→ DATA PROVIDED

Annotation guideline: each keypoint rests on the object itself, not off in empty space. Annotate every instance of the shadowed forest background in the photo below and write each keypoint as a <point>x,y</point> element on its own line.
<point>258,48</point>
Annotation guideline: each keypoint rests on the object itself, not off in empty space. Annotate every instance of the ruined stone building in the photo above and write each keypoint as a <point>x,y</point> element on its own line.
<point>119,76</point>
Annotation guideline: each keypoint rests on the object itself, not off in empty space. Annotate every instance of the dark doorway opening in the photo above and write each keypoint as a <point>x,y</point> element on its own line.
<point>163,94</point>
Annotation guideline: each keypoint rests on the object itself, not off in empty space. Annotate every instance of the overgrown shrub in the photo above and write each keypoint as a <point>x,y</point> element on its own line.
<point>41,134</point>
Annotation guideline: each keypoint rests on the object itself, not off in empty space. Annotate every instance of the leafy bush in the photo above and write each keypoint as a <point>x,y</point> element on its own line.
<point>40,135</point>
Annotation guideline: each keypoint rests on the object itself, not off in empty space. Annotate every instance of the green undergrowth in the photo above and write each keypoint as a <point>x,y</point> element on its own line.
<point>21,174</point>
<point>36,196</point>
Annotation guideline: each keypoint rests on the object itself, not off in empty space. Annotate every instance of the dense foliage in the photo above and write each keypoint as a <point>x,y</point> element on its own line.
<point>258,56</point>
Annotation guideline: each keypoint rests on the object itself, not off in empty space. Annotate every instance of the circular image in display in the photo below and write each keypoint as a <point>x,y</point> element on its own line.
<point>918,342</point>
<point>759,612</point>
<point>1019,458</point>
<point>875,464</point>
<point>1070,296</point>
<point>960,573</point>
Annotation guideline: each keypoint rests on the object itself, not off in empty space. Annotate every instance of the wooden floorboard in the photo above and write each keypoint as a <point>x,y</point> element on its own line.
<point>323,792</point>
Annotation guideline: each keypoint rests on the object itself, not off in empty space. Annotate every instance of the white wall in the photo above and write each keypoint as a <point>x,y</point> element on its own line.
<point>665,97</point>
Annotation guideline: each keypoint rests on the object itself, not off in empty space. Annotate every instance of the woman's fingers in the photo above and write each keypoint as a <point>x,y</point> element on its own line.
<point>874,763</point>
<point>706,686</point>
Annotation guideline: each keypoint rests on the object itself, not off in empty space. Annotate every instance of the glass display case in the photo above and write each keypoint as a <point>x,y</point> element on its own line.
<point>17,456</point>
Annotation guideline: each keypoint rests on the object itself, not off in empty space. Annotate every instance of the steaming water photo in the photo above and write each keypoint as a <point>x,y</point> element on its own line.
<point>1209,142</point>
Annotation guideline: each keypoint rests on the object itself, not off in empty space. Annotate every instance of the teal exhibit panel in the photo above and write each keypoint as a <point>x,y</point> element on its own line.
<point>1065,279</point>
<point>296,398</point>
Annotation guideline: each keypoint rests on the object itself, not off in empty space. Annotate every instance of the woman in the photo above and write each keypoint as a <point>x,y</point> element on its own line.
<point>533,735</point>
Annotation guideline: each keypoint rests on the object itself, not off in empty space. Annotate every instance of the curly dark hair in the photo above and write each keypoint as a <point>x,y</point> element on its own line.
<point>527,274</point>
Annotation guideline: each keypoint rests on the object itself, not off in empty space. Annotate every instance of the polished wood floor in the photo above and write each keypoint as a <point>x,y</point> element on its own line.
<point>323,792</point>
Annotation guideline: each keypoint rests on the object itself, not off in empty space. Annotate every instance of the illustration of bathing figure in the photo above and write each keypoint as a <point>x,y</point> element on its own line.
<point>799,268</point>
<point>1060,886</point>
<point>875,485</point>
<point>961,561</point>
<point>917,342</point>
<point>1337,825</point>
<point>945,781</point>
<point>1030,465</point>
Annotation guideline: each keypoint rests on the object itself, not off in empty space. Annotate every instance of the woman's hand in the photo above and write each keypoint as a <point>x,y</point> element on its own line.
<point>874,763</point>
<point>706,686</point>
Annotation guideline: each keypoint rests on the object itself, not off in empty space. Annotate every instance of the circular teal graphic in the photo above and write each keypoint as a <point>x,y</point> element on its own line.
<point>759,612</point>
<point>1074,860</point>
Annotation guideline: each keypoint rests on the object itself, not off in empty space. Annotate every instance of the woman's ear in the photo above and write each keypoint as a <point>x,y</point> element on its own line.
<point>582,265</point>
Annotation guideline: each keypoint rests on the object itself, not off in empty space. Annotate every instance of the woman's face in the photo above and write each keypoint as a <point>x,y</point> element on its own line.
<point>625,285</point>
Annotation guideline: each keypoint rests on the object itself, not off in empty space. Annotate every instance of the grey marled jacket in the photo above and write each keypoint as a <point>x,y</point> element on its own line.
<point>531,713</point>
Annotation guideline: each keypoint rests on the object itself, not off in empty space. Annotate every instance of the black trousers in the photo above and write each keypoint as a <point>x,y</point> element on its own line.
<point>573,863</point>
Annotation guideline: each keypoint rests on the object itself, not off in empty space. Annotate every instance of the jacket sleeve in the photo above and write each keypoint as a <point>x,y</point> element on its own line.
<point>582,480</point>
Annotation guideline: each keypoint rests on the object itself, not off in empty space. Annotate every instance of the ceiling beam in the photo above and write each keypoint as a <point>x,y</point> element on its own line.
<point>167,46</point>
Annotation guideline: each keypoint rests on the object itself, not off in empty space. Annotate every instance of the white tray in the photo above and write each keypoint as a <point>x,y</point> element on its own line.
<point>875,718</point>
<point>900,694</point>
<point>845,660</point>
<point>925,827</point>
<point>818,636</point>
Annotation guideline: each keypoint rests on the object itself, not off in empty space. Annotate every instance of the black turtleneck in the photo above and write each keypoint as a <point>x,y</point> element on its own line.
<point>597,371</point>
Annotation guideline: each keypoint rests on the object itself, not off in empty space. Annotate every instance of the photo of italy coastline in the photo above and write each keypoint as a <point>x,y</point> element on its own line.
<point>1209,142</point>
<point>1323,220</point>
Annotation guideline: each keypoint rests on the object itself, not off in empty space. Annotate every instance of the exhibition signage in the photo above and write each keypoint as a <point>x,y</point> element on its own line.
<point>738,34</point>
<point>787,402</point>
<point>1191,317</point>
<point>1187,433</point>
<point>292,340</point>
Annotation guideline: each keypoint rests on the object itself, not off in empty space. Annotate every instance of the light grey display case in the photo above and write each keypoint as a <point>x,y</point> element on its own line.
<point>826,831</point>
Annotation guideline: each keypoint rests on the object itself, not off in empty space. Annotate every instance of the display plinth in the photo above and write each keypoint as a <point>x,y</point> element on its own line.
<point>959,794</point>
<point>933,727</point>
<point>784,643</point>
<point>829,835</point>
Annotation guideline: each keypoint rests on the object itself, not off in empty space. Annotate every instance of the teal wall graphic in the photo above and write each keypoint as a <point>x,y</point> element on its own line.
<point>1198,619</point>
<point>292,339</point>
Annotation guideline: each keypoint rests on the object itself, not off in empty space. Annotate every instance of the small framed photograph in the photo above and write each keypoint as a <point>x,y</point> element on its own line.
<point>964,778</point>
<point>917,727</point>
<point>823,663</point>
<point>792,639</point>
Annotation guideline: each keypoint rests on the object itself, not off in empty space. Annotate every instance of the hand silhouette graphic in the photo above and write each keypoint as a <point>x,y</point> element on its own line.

→ WRITTEN REQUEST
Please switch "Annotation guideline" to "Labeling rule" everywhere it appears in the rows above, and give the rows again with nothing else changed.

→ COMPLETE ANSWER
Labeling rule: each keypoint rests on the object itself, not off in empty space. Annotate every instance of the shadowed forest background in the photo below and write each keypoint as a <point>x,y</point> element on its own line.
<point>258,48</point>
Labeling rule: each keypoint rests on the object itself, not off in empty space. Annotate every instance of the ruined stone building in the photo above and write each keypoint as a <point>x,y</point> element on its own line.
<point>119,76</point>
Labeling rule: each keypoint rests on the object itself, not off in empty space. Annotate every instance of the dark doorway opening in the photo above and write each keypoint as a <point>x,y</point> element on its own line.
<point>163,94</point>
Labeling rule: each keypoint rests on the object itself, not off in empty space. Annotate every instance of the overgrown shrub in the photo above and write each keypoint as a <point>x,y</point> element on its own line.
<point>41,134</point>
Labeling rule: each keypoint rests on the object itself, not off in empty space. Annotate every instance of the leafy bush in the photo above and write each keypoint as a <point>x,y</point> element on its own line.
<point>40,135</point>
Labeling rule: each keypoint rests on the object itself, not off in empty space. Annotate every instance of the green undergrowth in the photo above and write each keypoint as a <point>x,y</point> element on its own line.
<point>21,174</point>
<point>36,196</point>
Labeling rule: each keypoint rests on the object itself, not off in empty space. Annotate every instance of the dense foliage in the photo above and write each keypoint as a <point>x,y</point> element on its own line.
<point>258,56</point>
Labeling rule: each keypoint rests on the object itself, not off in empty space. Annotate every instance of the circular image in display in the photo below and write each keypoint as a <point>x,y</point> element on its own line.
<point>918,342</point>
<point>759,612</point>
<point>1019,458</point>
<point>875,464</point>
<point>1070,296</point>
<point>960,573</point>
Labeling rule: each keypoint rests on the object itself, not off in empty space. Annotate every instance of the wooden floorboard in the photo above and write each keypoint as a <point>x,y</point> element on its own line.
<point>323,792</point>
Labeling rule: each keypoint rests on the object itself, not off in empty space. Annotate every instance of the white wall in the photo above and write each keypoint as a <point>x,y</point> element on its own line.
<point>665,97</point>
Labeling rule: each keypoint rests on the object itself, not off in empty space. Annotate every instance of the woman's fingers in the photo above and write each keypoint as a <point>x,y</point> element on its own line.
<point>874,763</point>
<point>706,686</point>
Labeling rule: each keypoint rests on the object itself, not off in empty space. Annotate every instance of the glass display case in the photo above and write each keypoint as a <point>x,y</point> element on its own line.
<point>17,456</point>
Labeling rule: each keypoint rests on the object itself, not off in empty space. Annotate every instance of the steaming water photo in the photo above and write each keypoint as a <point>x,y</point> element on its own line.
<point>1209,142</point>
Labeling rule: each keypoint rests on the object itself, not off in empty space. Annotate every instance of the teal exhibit panel in the photo above and write each keypoint as a <point>x,y</point> element on its own line.
<point>1065,279</point>
<point>296,398</point>
Labeling rule: each keypoint rests on the object itself, not off in empty space. Annotate every instance of the woman in the photo above and write each keypoint as a <point>x,y</point> element on its own line.
<point>533,735</point>
Labeling rule: each keypoint rests on the object itself, not off in empty space. Annotate every instance of the curly dark hair in the photo above and write each keypoint as a <point>x,y</point> element on its own line.
<point>527,274</point>
Labeling rule: each keypoint rests on the object itself, not off in empty space. Annotate every instance of the polished wood floor in the photo above and write each keypoint as a <point>x,y</point> element on its own line.
<point>323,792</point>
Labeling rule: each keypoint rests on the object itself, not off in empty space. Annotate every instance of the illustration of bathing figure in the photo above and write each keypoint as a <point>x,y</point> element on its own line.
<point>799,268</point>
<point>1060,886</point>
<point>875,485</point>
<point>961,561</point>
<point>917,342</point>
<point>1337,825</point>
<point>945,781</point>
<point>1030,465</point>
Labeling rule: each keypoint rests on the object itself, not off in empty space. Annotate every instance of the woman's hand in the photo above and write each keypoint as a <point>x,y</point> element on its own line.
<point>874,763</point>
<point>706,686</point>
Labeling rule: each keypoint rests on the object itself, not off in empty space. Annotate every instance of the circular teal graphic in the photo above and write each keypoint as a <point>x,y</point> element on its own line.
<point>759,612</point>
<point>1074,860</point>
Labeling rule: each keypoint rests on the object itself, not off in empty space. Annotate every instance of the woman's ear in the photo above and write each keypoint as a <point>x,y</point> element on its own line.
<point>582,265</point>
Labeling rule: each keypoint rests on the object itself, not off in empty space. Annotate every instance of the woman's face in the photo above and write each keypoint as a <point>x,y</point> element on its own line.
<point>625,285</point>
Labeling rule: each keypoint rests on the object itself, not off in empty space. Annotate every instance of the grey marled jacket in the photo above and write each keypoint as a <point>x,y</point> element on its own line.
<point>531,713</point>
Labeling rule: each keypoint rests on the object itself, not off in empty space. Annotate every instance of the black trousers in the photo above and write each keypoint as a <point>x,y</point> element on its own line.
<point>573,863</point>
Labeling rule: each keypoint rests on the object itself, not off in empty space. Annotate every instance of the jacket sleeve in the photo above and write each keypoint as a <point>x,y</point> element on its own line.
<point>582,480</point>
Labeling rule: each keypoint rests on the object itself, not off in empty space. Annotate every instance of the ceiling beam in the photo above and write each keypoint as a <point>x,y</point> element on its own line.
<point>167,46</point>
Labeling rule: each keypoint rests on the object itself, not off in empty space. Annotate every instance of the white tray in the photo above and write each keypoint as a <point>x,y</point> element on its own line.
<point>875,718</point>
<point>900,694</point>
<point>845,660</point>
<point>925,827</point>
<point>818,636</point>
Labeling rule: each keypoint rests on the object itself, not off in empty space. Annotate every instance of the black turtleneck in the photo above and write each keypoint as a <point>x,y</point> element on its own line.
<point>597,371</point>
Labeling rule: each keypoint rests on the object itself, not off in empty space. Annotate every instance of the photo of italy coastline in the photo above and write each keypoint as a <point>x,y</point> element on its own line.
<point>1209,142</point>
<point>1323,220</point>
Labeling rule: each keypoint rests on the object itself, not off in empty space. Annotate every instance of the exhibition signage in the photo above and write each keypoint as a <point>x,y</point> element on its own line.
<point>738,34</point>
<point>787,402</point>
<point>1191,317</point>
<point>1187,433</point>
<point>292,340</point>
Labeling rule: each keypoint rests on the object itself, not off in empty space. Annotate every instance of the light grey display case in the photo above and write each keypoint as a <point>x,y</point> element on its own line.
<point>826,831</point>
Labeling rule: each keypoint rests on the object itself, not off in empty space. Annotate every instance of the display plinth in the photo above and write each keypoint as a <point>x,y</point> element on its own line.
<point>959,794</point>
<point>933,727</point>
<point>784,643</point>
<point>829,835</point>
Labeling rule: each keypoint rests on the object itself, not off in empty space. Annotate every instance of the teal wall graphic in the photo above and write each keypoint as a <point>x,y</point> element on its own line.
<point>1198,619</point>
<point>292,339</point>
Labeling rule: each keypoint rests on the object itself, not off in empty space. Annotate every instance of the small framed photograph in the photo above and write each keypoint as a <point>x,y</point> element on its own line.
<point>964,778</point>
<point>917,727</point>
<point>823,663</point>
<point>792,639</point>
Labeling rule: each keypoint rests on the object itself, not off in empty space. Annotate every instance of the hand silhouette graphic in the photo above and write each keypoint as a <point>x,y</point> element on its own line.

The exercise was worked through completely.